#### Records shown
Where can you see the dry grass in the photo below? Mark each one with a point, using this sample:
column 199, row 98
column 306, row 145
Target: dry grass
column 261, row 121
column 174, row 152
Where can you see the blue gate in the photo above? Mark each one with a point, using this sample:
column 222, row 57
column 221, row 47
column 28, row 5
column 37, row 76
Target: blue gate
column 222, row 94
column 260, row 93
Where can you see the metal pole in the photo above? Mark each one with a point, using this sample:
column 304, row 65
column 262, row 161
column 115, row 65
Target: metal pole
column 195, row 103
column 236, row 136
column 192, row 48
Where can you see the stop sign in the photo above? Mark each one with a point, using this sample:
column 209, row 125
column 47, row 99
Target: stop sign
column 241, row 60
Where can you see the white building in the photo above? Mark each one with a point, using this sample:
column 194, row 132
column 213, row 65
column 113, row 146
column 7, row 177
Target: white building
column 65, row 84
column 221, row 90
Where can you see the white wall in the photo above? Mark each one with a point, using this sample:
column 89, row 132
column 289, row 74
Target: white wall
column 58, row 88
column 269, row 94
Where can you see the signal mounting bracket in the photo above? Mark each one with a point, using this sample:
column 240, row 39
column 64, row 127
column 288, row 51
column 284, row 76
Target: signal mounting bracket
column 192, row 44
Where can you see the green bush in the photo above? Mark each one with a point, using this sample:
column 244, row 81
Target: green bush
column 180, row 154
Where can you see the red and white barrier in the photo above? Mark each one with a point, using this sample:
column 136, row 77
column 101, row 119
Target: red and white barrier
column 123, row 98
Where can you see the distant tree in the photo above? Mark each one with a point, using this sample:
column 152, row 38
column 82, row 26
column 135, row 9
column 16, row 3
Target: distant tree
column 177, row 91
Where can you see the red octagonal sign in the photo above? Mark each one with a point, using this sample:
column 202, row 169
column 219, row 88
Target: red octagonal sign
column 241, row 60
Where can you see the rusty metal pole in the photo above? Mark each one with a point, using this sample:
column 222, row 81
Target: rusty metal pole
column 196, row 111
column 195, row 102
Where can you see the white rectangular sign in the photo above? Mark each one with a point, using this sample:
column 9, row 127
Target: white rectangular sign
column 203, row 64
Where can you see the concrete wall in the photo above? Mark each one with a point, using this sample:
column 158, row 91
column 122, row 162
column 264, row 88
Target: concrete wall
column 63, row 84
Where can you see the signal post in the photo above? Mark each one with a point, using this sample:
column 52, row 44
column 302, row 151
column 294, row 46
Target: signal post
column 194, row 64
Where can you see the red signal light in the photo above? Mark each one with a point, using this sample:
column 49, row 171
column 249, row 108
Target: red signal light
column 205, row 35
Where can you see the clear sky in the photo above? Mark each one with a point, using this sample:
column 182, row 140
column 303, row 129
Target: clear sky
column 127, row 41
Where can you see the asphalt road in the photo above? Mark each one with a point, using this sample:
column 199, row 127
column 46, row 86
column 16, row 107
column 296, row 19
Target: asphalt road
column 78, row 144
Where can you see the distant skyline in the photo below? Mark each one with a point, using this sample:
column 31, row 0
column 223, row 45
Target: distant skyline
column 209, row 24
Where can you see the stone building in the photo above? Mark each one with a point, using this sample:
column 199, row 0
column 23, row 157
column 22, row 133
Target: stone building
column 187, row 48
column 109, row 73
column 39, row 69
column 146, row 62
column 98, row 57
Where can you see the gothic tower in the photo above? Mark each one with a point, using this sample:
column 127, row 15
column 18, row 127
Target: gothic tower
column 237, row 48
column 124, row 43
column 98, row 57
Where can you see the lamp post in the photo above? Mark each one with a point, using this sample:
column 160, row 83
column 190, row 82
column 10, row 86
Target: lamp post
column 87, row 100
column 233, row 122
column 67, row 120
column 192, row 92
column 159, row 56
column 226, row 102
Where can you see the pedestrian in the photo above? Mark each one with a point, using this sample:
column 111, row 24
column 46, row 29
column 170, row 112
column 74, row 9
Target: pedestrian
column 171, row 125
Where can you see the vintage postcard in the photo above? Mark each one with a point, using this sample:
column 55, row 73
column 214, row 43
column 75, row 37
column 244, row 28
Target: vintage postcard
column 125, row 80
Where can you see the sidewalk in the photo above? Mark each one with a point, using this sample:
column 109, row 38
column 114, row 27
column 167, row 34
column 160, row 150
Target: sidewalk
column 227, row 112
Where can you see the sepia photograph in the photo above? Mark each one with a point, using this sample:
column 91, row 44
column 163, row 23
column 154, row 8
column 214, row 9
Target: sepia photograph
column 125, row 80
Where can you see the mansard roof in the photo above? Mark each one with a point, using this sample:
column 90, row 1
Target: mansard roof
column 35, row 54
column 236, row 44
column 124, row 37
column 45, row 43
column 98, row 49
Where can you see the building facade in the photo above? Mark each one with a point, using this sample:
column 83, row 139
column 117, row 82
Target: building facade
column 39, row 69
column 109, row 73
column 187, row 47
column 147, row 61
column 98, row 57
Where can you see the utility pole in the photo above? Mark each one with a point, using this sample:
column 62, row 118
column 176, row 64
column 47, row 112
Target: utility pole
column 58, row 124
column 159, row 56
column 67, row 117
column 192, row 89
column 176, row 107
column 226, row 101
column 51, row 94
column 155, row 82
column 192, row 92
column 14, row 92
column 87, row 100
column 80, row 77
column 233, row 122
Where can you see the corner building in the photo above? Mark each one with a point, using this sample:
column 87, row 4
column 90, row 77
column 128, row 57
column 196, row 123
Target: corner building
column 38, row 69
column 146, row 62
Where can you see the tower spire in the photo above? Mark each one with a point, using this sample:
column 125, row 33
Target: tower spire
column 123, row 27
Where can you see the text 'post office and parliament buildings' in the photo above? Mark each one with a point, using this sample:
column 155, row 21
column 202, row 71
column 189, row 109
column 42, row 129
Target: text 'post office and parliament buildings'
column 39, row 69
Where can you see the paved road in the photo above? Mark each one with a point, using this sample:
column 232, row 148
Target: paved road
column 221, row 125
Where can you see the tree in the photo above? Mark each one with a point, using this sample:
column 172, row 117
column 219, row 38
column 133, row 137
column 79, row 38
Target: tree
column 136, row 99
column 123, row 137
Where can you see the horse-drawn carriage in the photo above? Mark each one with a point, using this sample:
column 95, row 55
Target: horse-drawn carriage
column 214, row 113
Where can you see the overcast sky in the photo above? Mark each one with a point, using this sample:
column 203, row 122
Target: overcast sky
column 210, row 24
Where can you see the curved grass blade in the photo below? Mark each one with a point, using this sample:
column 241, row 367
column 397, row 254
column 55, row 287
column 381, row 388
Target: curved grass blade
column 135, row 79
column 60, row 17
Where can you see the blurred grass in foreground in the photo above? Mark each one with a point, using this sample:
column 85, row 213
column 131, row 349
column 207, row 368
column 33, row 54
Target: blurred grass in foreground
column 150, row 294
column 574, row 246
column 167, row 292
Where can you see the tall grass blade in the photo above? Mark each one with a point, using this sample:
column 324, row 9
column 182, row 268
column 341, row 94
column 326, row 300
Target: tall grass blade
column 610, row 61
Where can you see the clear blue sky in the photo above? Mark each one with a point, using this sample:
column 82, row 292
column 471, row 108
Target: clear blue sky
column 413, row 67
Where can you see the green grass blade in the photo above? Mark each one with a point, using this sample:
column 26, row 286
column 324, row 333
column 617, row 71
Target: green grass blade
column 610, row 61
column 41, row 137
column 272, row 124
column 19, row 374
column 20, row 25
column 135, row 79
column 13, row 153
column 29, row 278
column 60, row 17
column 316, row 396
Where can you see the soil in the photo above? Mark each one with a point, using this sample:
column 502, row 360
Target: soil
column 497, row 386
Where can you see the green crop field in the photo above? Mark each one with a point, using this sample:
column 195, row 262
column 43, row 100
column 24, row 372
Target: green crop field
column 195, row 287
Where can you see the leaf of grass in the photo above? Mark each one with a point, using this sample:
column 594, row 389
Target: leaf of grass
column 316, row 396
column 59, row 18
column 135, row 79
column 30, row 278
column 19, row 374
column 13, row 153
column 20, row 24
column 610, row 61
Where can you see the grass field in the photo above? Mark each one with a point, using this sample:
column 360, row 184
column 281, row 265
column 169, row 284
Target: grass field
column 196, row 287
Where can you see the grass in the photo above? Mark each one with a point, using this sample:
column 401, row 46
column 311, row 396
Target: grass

#### Aim of the exercise
Copy the material above word for word, starting at the line containing "Where can you see the tall" and continuing through its final line.

#### Problem solution
Where can you see the tall grass blade in the photo above? Mark each one with a point, using this sample:
column 324, row 9
column 182, row 268
column 341, row 94
column 326, row 300
Target: tall grass blade
column 610, row 61
Where can you see the clear blue sky in the photo above? Mark each one with a point, using this sample:
column 82, row 292
column 471, row 108
Target: clear blue sky
column 413, row 67
Where can you see the green grass blade in the photo above? Mark each one with a point, using this sample:
column 26, row 286
column 324, row 333
column 617, row 71
Target: green grass blade
column 610, row 61
column 41, row 137
column 272, row 124
column 19, row 374
column 20, row 25
column 135, row 79
column 13, row 153
column 29, row 278
column 60, row 17
column 316, row 396
Where can you see the soil in the photo above? Mark each one with a point, using this sample:
column 502, row 360
Target: soil
column 497, row 386
Where can you see the green crop field in the photo above? Mark each one with a point, using this sample:
column 195, row 262
column 43, row 100
column 24, row 372
Target: green crop field
column 195, row 287
Where can you see the leaf of grass in the photo above? Mark each one with a point, using this sample:
column 594, row 389
Target: leaf of grass
column 316, row 396
column 59, row 18
column 135, row 79
column 30, row 278
column 19, row 374
column 13, row 153
column 20, row 24
column 610, row 61
Where can you see the grass field in the photo above? Mark each one with a point, using this sample:
column 360, row 184
column 281, row 265
column 169, row 284
Target: grass field
column 196, row 287
Where can you see the grass in the photo above? Mark each one with a point, using this sample:
column 401, row 46
column 311, row 396
Target: grass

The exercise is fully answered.